RECORDS TO USE —
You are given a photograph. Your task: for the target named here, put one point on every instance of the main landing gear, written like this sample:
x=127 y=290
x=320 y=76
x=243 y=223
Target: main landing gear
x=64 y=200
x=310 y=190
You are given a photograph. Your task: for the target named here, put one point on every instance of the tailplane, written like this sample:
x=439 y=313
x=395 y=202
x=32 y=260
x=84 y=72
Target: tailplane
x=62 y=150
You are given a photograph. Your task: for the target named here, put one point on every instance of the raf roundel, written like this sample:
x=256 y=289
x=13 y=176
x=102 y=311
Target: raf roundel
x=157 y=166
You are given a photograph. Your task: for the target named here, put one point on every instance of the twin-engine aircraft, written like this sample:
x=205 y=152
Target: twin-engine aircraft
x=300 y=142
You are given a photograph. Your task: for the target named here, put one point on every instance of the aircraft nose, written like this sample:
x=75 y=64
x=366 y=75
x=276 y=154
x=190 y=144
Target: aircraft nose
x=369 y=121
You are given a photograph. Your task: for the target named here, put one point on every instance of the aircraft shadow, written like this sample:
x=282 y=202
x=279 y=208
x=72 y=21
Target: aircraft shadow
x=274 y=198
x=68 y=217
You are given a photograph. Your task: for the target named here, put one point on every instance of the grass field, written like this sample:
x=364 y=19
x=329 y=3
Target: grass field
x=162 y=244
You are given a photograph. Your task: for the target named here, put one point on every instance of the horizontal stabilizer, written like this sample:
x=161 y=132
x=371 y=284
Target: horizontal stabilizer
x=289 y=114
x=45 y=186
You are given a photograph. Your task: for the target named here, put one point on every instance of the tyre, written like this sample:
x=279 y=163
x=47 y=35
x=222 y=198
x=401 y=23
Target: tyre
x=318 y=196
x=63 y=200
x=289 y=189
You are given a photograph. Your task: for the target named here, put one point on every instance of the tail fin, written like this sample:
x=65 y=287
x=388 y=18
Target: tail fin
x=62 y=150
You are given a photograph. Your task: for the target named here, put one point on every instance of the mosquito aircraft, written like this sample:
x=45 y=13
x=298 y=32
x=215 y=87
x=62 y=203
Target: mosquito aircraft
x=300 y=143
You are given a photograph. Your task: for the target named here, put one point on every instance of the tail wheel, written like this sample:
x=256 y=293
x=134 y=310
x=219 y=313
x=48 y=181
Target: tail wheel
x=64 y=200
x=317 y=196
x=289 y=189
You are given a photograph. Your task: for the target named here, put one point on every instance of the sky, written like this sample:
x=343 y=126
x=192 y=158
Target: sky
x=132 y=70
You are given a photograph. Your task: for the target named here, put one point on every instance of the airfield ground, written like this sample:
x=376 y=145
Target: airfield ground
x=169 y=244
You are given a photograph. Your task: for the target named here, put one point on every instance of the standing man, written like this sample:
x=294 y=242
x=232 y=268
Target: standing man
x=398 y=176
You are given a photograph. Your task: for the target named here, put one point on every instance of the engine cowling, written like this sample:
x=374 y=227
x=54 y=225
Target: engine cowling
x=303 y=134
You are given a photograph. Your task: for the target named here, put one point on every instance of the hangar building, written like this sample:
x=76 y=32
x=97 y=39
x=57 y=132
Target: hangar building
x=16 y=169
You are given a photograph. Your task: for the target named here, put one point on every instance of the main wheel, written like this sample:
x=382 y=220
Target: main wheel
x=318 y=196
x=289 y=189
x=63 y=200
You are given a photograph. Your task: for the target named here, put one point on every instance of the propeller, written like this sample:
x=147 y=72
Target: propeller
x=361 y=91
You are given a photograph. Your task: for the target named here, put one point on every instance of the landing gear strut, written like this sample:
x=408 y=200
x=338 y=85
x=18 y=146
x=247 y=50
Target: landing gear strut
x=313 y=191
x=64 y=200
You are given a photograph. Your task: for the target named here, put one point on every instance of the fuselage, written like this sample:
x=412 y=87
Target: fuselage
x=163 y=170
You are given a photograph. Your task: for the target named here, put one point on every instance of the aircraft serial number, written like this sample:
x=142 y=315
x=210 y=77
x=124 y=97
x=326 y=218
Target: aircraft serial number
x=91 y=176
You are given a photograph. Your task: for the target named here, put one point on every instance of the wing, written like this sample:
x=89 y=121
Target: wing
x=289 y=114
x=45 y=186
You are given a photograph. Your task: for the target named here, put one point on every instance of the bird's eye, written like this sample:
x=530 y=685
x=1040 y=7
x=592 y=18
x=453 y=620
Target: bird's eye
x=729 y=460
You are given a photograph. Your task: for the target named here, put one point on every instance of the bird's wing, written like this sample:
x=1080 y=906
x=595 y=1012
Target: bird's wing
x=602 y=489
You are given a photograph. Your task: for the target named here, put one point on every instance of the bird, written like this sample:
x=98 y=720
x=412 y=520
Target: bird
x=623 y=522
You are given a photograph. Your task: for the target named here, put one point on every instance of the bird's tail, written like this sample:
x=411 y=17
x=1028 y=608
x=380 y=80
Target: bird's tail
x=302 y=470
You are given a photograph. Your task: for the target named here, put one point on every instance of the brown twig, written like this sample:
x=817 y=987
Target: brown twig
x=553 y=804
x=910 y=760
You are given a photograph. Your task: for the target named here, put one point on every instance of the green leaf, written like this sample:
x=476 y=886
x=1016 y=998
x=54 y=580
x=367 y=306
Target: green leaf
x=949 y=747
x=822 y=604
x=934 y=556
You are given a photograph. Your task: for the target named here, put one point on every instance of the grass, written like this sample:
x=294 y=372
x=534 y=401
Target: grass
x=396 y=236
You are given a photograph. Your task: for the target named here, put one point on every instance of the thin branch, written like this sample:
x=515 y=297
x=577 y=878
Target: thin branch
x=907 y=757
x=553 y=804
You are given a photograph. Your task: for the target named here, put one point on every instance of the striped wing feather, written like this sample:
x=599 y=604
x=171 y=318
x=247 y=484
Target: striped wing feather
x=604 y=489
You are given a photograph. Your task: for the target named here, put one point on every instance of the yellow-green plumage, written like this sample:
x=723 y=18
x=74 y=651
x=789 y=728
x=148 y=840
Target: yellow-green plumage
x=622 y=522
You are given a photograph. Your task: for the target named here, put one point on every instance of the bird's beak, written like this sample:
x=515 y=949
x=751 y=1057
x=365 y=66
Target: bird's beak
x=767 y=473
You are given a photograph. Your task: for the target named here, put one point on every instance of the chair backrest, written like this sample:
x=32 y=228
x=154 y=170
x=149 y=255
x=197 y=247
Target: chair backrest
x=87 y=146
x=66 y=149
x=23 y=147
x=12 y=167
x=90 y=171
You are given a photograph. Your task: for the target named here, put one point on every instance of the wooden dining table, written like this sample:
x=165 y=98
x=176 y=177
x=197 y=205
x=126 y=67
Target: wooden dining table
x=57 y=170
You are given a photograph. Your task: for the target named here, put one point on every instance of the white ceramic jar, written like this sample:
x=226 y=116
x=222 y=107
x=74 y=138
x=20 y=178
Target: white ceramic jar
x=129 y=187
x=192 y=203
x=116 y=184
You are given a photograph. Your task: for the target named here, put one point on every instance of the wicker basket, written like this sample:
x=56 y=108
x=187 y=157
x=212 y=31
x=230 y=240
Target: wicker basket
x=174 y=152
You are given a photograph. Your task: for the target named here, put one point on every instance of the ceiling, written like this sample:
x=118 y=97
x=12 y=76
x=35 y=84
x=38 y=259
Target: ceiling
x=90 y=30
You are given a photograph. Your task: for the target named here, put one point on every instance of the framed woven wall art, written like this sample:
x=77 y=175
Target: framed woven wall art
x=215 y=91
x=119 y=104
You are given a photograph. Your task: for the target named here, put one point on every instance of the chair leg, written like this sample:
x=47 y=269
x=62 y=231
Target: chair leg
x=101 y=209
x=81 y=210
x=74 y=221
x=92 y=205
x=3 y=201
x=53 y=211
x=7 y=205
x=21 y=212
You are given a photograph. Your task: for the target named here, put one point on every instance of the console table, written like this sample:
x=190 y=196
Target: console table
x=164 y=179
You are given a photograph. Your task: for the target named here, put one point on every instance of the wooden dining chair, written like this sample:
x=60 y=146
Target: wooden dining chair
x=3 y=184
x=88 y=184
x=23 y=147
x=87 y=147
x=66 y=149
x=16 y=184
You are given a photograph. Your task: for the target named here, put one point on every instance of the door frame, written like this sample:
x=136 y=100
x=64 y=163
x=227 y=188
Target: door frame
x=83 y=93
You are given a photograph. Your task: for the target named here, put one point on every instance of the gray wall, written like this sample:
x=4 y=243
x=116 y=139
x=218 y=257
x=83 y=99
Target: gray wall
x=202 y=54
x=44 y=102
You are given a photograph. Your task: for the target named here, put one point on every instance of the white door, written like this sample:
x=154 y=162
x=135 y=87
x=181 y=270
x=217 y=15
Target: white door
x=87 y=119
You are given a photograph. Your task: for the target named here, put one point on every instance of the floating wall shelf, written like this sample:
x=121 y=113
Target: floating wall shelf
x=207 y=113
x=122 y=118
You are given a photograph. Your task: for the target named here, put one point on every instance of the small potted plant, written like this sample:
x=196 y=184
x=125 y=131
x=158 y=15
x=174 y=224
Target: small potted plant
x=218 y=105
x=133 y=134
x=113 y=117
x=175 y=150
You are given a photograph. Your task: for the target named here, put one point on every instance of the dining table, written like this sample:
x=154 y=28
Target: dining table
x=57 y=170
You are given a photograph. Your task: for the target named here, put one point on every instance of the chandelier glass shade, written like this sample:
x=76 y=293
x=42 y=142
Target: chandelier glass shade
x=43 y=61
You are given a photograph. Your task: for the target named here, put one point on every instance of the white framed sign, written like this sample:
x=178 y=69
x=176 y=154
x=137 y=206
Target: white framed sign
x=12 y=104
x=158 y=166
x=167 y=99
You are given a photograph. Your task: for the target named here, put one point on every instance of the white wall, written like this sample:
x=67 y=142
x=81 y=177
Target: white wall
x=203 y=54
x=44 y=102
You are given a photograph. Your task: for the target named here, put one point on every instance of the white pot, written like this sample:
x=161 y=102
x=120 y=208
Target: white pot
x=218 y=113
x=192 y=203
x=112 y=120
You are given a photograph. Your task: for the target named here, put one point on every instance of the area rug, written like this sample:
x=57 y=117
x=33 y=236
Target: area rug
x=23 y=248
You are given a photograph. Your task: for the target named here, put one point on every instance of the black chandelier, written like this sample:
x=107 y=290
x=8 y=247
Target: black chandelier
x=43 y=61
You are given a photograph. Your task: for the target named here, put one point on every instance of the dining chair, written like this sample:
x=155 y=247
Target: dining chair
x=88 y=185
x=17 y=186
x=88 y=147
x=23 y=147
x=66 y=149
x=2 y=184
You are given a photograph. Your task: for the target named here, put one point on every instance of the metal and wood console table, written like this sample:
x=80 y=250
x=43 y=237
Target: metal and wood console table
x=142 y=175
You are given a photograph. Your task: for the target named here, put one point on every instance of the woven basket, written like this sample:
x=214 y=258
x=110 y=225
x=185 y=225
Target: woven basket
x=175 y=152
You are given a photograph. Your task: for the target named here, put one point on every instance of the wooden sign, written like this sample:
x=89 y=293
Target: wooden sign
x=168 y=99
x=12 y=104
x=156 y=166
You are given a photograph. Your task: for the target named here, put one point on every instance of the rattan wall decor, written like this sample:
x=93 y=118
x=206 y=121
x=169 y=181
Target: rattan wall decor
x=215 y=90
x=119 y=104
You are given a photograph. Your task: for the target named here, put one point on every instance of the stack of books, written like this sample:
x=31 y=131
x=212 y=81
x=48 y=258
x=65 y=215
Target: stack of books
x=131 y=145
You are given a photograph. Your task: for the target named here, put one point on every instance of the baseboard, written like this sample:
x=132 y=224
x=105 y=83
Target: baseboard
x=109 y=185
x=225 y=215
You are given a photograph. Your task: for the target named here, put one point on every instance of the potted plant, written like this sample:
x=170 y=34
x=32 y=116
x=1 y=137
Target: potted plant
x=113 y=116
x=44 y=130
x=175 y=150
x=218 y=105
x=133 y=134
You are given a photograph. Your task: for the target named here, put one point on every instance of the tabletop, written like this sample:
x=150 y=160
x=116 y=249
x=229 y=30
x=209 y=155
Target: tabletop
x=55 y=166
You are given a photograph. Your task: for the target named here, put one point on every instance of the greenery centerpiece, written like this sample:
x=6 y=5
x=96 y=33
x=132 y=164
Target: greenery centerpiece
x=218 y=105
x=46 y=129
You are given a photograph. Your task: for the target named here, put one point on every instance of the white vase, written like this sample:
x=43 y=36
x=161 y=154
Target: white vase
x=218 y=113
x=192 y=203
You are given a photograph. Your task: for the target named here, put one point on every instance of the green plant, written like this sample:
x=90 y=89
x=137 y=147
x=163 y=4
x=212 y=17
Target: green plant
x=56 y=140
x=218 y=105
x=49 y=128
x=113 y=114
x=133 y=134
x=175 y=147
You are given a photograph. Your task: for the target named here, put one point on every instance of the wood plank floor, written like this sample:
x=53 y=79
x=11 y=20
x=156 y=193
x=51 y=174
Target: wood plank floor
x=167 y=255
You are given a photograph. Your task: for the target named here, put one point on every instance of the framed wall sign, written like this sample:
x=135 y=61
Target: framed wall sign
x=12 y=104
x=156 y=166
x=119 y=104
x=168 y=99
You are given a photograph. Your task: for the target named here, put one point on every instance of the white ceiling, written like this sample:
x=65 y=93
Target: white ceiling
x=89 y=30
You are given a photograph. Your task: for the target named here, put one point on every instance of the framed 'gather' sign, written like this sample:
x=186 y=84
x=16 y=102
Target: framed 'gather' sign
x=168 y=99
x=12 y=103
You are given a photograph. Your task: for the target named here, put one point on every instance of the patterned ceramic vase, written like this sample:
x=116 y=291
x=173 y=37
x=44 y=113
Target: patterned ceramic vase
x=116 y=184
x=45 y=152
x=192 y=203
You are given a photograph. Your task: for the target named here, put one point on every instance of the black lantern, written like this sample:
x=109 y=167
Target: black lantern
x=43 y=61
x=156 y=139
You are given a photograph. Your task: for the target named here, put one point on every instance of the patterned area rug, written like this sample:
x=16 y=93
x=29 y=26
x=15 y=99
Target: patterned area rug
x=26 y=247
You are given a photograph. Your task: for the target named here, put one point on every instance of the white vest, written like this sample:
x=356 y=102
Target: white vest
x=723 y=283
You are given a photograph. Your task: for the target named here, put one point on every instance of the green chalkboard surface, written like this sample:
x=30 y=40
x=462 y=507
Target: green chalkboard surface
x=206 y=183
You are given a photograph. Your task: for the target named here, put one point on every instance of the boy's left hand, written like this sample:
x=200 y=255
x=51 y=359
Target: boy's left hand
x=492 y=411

WHAT YOU NEED TO DO — Please copy out, word for word, the lines above from the one containing "the sky, written" through the one containing "x=169 y=244", including both of those lines.

RESPONSE —
You are given a photograph. Your task: for the target named here, put one point on every instance of the sky, written like this sample:
x=343 y=126
x=192 y=158
Target: sky
x=132 y=70
You are given a photograph. Your task: for the target named here, put one point on every instance of the airfield ground, written like this sample:
x=376 y=145
Target: airfield ground
x=169 y=244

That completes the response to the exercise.